|
Na foto Waldemar em reunião com parlamentares
( observem no lado direito da foto ao alto
o rosto de um cidadão de cabelos grisalhos) |
Como o líder do PR montou um esquema no Ministério dos Transportes para se aproveitar de um orçamento de R$ 21 bilhões, cobrando propinas e superfaturando obras públicas.
O deputado federal Valdemar Costa Neto (PR/SP) nunca foi ministro. Mas o cargo jamais chegou a lhe fazer falta para mandar, como pouca gente na República, num ministério inteiro. Nos Transportes, “Boy”, como Valdemar é chamado pelos amigos, reinou durante oito anos e meio. Ali ele era o padrinho. Despachava do gabinete do sexto andar, tinha assessores à disposição e recebia empreiteiros com hora marcada. Transitava pelo ministério com a desenvoltura de quem passeava pelas ruas pacatas de sua Mogi das Cruzes, a cidade de 387 mil habitantes, no interior paulista, onde sua família fincou poder. Desde que a pasta foi entregue ao Partido Republicano, Valdemar usou o orçamento, que pode chegar a R$ 21 bilhões, conforme os interesses de seus apadrinhados, engordando as contas da legenda e cooptando mais parlamentares. Isso era feito especialmente por meio do superfaturamento de contratos de obras públicas em rodovias e ferrovias de todo o País.

[Entradas salvas]
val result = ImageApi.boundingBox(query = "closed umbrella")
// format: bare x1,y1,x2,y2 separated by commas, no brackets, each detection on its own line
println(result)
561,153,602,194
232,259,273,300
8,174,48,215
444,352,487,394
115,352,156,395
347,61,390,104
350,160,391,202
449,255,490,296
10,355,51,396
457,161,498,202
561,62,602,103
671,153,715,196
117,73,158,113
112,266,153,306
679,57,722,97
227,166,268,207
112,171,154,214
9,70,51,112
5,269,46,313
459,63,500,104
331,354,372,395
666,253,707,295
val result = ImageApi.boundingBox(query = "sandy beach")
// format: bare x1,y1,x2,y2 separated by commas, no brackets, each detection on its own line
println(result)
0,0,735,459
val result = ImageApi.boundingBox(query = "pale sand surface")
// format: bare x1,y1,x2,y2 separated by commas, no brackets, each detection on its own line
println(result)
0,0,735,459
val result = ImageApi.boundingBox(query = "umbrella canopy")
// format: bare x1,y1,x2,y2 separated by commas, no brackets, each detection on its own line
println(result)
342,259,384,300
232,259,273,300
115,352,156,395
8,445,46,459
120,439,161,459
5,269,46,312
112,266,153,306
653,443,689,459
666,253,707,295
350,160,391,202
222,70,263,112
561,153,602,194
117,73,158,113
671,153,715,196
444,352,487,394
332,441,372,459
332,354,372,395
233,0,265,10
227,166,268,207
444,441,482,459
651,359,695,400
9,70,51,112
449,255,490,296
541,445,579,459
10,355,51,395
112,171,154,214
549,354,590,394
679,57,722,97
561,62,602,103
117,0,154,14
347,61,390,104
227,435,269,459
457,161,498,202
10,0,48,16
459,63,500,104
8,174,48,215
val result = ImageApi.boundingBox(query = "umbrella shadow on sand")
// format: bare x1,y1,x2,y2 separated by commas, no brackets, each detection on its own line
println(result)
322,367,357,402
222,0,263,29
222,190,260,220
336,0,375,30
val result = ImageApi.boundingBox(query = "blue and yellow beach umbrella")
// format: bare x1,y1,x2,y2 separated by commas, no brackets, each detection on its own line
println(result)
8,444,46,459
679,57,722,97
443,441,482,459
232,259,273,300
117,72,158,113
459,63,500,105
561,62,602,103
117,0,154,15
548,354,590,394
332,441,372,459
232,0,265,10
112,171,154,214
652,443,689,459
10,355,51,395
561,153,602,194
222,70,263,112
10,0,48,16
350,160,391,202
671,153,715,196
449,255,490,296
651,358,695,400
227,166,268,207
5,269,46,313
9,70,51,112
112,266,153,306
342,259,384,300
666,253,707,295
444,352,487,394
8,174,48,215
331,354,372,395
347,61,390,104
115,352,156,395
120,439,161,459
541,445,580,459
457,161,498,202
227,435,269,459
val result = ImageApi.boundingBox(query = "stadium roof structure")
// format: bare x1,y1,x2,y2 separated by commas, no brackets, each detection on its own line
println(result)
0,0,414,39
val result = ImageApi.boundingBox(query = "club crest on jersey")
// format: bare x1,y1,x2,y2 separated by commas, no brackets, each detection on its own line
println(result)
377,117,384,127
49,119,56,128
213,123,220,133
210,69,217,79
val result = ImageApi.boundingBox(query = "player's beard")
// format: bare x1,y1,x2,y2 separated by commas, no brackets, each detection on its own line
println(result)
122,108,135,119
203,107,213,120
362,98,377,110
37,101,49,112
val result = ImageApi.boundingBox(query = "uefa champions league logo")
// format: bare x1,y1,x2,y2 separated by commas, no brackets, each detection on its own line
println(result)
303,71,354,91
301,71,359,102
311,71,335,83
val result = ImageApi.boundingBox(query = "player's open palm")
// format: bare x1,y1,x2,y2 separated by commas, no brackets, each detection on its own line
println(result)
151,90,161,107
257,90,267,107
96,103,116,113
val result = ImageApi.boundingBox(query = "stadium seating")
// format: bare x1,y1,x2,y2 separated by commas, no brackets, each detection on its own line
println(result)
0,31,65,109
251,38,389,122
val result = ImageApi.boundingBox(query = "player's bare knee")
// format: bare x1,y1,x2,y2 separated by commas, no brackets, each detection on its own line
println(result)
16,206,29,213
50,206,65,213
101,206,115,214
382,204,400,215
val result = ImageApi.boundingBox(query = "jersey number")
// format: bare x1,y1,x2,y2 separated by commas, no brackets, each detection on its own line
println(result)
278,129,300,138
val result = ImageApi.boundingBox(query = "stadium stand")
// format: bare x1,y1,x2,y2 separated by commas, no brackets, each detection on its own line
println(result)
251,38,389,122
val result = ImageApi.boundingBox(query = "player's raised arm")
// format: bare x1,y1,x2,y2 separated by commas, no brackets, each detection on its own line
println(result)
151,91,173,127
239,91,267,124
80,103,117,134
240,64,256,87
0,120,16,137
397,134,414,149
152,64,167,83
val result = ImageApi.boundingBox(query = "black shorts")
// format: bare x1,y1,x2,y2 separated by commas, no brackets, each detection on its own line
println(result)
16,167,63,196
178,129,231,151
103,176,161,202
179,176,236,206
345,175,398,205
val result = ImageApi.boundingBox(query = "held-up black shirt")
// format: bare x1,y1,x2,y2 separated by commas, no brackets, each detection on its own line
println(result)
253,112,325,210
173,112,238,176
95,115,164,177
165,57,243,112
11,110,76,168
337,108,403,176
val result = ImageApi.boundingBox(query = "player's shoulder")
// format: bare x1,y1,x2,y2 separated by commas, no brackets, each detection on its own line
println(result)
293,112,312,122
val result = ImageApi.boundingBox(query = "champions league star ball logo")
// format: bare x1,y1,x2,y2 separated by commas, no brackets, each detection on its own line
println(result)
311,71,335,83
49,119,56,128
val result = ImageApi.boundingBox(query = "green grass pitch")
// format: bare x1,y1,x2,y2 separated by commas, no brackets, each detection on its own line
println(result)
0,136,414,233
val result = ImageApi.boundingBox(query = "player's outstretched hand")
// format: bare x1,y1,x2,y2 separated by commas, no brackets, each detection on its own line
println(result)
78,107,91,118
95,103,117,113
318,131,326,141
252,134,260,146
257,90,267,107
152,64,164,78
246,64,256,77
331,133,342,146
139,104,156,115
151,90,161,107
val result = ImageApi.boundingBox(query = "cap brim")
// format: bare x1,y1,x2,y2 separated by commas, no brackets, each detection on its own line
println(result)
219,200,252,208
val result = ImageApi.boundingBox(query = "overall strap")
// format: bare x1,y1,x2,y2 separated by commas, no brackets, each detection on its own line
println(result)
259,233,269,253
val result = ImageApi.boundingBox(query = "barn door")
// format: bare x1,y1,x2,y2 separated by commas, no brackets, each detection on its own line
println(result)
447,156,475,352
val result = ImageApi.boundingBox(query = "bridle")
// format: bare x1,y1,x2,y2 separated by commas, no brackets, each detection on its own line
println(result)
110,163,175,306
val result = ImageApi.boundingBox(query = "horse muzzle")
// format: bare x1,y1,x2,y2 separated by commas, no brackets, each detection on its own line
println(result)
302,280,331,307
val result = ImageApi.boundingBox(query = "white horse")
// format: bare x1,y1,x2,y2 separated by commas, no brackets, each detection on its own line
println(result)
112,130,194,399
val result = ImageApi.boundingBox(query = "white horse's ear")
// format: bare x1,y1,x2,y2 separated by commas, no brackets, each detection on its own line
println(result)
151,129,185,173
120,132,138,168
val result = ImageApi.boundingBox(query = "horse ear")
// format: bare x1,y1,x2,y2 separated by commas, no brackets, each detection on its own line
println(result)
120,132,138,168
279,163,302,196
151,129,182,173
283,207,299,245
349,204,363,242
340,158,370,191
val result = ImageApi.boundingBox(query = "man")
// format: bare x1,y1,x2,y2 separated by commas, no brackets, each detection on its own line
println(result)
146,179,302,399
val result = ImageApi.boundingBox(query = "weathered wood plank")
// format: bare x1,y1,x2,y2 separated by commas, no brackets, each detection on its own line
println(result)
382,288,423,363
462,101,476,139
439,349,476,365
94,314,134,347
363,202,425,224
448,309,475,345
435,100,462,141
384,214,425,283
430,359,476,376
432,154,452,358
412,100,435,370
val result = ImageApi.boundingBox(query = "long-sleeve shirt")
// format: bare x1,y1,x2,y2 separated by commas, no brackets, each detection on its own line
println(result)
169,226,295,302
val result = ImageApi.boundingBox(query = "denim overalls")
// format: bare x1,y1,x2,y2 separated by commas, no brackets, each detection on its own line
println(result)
...
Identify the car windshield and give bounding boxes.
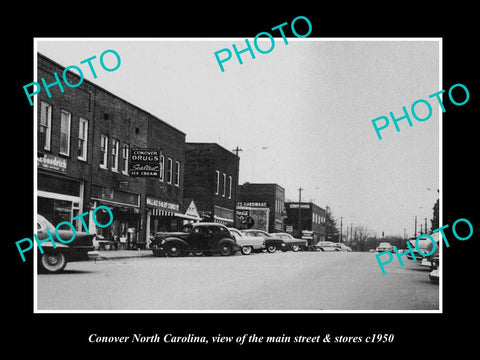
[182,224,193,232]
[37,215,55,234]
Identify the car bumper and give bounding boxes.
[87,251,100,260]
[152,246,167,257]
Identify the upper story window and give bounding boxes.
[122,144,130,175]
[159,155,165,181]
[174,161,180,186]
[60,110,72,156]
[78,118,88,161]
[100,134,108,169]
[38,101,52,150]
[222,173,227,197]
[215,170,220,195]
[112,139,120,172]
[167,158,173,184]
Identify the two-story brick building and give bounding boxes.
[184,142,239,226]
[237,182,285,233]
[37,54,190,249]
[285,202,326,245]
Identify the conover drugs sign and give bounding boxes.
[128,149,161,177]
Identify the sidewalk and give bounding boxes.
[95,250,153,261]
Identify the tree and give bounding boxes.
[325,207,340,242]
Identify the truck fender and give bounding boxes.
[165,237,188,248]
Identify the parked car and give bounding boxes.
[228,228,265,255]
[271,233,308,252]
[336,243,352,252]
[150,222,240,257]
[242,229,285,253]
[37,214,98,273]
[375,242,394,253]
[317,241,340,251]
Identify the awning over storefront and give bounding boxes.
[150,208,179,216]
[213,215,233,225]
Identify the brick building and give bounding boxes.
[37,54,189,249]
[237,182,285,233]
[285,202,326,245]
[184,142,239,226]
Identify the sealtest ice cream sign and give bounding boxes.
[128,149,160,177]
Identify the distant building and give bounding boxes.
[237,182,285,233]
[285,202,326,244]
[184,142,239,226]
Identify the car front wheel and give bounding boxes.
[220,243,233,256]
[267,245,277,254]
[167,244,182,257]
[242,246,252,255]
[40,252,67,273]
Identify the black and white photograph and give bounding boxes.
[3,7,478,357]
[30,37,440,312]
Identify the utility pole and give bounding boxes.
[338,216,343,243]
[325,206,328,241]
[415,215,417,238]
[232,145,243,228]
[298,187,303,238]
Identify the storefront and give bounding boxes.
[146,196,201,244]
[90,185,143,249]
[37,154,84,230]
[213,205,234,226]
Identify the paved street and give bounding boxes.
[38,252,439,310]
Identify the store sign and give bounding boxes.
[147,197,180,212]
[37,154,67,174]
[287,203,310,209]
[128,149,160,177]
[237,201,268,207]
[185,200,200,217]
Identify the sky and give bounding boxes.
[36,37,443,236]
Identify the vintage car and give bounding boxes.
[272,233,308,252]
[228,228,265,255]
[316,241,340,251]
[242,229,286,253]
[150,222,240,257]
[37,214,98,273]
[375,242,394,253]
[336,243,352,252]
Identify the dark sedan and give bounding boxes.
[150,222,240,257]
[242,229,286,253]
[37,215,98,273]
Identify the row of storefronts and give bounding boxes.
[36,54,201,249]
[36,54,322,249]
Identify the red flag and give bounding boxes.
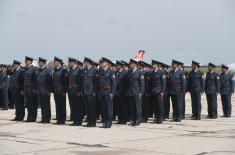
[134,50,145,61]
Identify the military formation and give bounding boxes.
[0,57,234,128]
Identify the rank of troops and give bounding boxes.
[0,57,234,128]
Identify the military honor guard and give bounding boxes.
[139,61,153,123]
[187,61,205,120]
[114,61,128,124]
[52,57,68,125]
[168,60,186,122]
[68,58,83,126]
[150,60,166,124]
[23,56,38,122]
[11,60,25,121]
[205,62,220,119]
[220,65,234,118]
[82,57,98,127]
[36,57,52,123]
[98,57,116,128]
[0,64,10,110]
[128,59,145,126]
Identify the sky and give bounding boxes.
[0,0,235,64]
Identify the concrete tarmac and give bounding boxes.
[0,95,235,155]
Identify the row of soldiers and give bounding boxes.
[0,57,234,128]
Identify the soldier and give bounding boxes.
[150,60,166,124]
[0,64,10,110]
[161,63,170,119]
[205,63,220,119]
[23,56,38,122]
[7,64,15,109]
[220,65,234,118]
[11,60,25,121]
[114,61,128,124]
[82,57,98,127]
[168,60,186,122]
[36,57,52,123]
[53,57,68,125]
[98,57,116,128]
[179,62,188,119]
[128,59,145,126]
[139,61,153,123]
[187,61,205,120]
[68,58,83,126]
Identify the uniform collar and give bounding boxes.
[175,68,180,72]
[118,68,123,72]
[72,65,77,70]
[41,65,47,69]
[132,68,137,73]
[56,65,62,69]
* * *
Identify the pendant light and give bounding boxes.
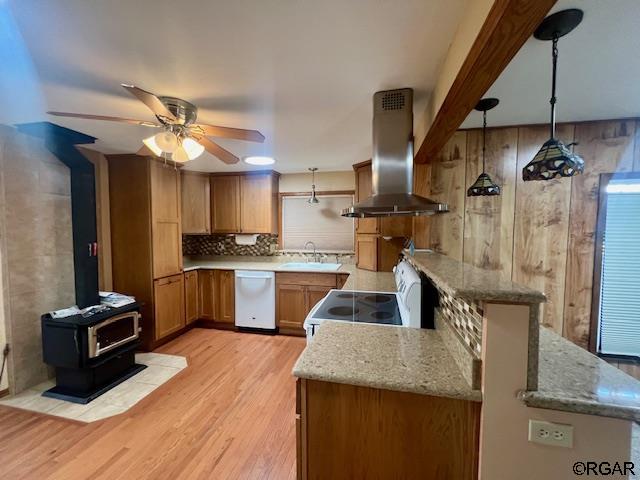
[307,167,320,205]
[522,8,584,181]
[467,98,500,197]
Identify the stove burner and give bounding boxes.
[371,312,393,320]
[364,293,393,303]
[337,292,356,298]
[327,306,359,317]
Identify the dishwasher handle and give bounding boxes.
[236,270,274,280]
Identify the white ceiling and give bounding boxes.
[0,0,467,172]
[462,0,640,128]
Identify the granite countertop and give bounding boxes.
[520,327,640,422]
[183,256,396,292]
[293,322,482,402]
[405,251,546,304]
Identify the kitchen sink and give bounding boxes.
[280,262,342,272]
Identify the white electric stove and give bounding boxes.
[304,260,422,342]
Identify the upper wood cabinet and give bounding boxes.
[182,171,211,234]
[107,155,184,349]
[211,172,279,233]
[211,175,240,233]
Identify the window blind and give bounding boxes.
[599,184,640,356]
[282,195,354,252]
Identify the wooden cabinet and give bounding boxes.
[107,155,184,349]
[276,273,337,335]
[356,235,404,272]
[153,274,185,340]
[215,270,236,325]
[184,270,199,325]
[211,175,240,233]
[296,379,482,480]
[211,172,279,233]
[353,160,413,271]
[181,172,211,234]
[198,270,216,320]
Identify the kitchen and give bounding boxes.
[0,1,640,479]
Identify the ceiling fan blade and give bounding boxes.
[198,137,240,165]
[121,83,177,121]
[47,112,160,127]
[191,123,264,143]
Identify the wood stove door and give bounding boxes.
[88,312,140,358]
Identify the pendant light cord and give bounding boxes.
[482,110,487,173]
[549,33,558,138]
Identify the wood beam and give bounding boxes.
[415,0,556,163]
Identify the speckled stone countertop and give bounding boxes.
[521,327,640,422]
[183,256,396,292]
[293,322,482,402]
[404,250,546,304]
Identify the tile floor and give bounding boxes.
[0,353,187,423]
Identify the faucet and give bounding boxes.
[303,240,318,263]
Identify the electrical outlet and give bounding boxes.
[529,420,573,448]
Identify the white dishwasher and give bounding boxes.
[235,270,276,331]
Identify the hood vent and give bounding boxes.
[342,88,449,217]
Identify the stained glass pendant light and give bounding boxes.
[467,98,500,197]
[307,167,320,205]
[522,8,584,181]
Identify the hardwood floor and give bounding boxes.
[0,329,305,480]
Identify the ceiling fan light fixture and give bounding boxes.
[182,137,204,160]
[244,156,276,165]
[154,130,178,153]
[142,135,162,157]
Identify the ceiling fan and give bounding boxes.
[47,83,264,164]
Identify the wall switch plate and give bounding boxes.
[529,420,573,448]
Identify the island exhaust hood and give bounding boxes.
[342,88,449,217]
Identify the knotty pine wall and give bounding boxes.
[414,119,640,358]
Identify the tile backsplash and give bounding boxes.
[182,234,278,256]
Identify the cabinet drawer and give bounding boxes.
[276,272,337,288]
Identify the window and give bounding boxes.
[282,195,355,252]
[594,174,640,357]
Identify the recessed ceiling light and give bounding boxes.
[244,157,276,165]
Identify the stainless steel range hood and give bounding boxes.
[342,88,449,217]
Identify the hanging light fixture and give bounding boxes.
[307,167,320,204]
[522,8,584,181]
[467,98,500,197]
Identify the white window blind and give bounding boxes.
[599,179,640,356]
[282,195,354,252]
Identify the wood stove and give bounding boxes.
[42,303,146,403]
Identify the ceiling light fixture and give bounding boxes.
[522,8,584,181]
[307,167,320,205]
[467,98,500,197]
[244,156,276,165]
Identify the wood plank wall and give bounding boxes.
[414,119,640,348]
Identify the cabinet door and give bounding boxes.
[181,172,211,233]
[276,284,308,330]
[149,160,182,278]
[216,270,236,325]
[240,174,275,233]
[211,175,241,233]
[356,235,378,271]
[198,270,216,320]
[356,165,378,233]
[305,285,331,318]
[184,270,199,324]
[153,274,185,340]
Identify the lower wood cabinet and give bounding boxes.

Tarefas do exercício:
1) No texto sobre Valdemar Costa Neto, a frase que começa com "Despachava do gabinete" lista o que ele fazia no Ministério dos Transportes. Liste cada uma dessas ações.
2) Prossiga o texto sobre Valdemar Costa Neto a partir da última frase.

Respostas das tarefas:
1)
- Despachava do gabinete do sexto andar
- Tinha assessores à disposição
- Recebia empreiteiros com hora marcada

2)
Agora se sabe que a cobrança de propina tornou-se mais voraz – o que acabou chamando a atenção do Palácio do Planalto – desde janeiro passado. O objetivo era cobrir um rombo milionário nas contas de campanha. O PR encerrou a eleição de 2010 com uma dívida oficial de R$ 41,3 milhões, mas fontes do próprio partido garantem que esse valor é pelo menos três vezes maior. Com apoio do amigo e ex-ministro Alfredo Nascimento, com quem costumava dividir passeios de barco pelo rio Amazonas, “Boy” criou no Ministério dos Transportes uma verdadeira central de arrecadação. Para cada grande obra aprovada pelo Dnit, a liberação da verba só acontecia após o chamado “acerto político”, que na prática consistia na cobrança de uma taxa de 2% a 5% sobre o valor do contrato. Os pagamentos aconteciam no próprio gabinete de Nascimento e em hotéis de Brasília e São Paulo.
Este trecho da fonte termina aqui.